Contesta estas preguntas según el texto proporcionado:
1. ¿Qué delegación de competencias señala el texto como una de las causas principales del galimatías?
2. ¿Qué artículo y qué ley establecen la obligación de los gobiernos autonómicos de someter a aval determinadas medidas?
3. ¿De qué deben valerse los Tribunales Superiores de Justicia para llevar a cabo esa tarea?

* [Texto proporcionado]
================================

Así, llevando esta situación al absurdo, pasabas de una comunidad autónoma con menor incidencia pandémica pero normas más restrictivas, a otra con mayor presión hospitalaria en la que tenías mayor libertad.

Este galimatías se debió, sobre todo, a una problemática jurídica que, si antes de esta crisis, se podía medio intuir, se ha hecho ahora más que patente, cual es la delegación de competencias en materia sanitaria en las distintas comunidades asumida en sus correspondientes estatutos de autonomía, y a una falta de definición de los límites de las competencias a arrogarse por las distintas administraciones ante una situación nunca antes vivida.

Si las personas, siempre con mayor capacidad de reacción y adaptación, no estábamos preparadas para asumir lo que vino, mucho menos lo estaban administraciones de estructura burocrática demasiado pesada y legislaciones nunca pensadas para responder con premura a una crisis pandémica que exigía corresponsabilidad, cooperación y, sobre todo, coordinación entre Estado y comunidades.

Así, fue y es precisamente en esa delegación en lo que se ampara el Gobierno nacional para eludir una regulación paraguas que unifique los criterios, que respalde las distintas normativas autonómicas, y evite, sobre todo, trasladar la responsabilidad sanitaria a los Tribunales Superiores de Justicia, conformados por grandes profesionales del Derecho, pero no de la Sanidad. 

Efectivamente, hemos de tener en cuenta que el art. 10.8 de la Ley de la Jurisdicción Contencioso Administrativa establece la obligación de los gobiernos autonómicos de someter a aval, antes de su publicación, aquellas medidas que supongan limitación o restricción de los derechos fundamentales para su resolución de manera inmediata ante los Tribunales Superiores de Justicia. Y tan ardua tarea han de llevarla a efecto valiéndose tan solo de los informes o documentación técnica que pueda o no adjuntar la administración junto a su petición. Podríamos, por tanto, hablar incluso de una cogobernanza entre Ejecutivo autonómico y Poder Judicial.

================================

* [Información proporcionada]
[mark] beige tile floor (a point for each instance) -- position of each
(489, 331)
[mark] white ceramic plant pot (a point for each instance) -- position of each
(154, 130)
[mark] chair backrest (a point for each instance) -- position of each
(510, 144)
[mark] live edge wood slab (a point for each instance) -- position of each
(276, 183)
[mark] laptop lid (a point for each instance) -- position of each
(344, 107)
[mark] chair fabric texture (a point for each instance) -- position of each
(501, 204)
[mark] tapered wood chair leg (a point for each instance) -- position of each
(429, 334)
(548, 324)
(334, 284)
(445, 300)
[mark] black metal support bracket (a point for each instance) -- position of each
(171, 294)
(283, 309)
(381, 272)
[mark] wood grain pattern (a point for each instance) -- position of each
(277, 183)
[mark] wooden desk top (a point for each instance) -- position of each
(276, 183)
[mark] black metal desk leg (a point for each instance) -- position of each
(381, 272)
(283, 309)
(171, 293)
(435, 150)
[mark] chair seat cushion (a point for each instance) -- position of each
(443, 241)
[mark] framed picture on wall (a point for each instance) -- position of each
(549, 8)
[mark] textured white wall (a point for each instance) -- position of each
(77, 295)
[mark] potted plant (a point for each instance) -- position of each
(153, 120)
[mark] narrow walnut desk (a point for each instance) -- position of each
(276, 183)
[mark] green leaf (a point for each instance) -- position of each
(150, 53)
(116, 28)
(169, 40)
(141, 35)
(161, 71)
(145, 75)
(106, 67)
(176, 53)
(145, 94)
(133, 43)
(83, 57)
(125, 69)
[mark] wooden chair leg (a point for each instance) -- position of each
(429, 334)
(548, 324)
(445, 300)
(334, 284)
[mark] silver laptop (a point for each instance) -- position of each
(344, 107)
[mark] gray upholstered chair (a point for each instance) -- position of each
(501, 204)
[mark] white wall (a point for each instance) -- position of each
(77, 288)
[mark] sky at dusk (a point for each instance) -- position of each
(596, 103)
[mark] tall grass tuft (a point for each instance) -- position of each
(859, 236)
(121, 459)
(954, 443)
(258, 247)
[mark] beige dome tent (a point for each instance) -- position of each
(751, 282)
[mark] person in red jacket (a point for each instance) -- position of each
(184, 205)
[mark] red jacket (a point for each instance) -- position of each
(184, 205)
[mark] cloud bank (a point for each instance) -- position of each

================================

* [Respuesta escrita]
1. La delegación de competencias en materia sanitaria en las distintas comunidades, asumida en sus correspondientes estatutos de autonomía.
2. El art. 10.8 de la Ley de la Jurisdicción Contencioso Administrativa.
3. Tan solo de los informes o documentación técnica que pueda o no adjuntar la administración junto a su petición.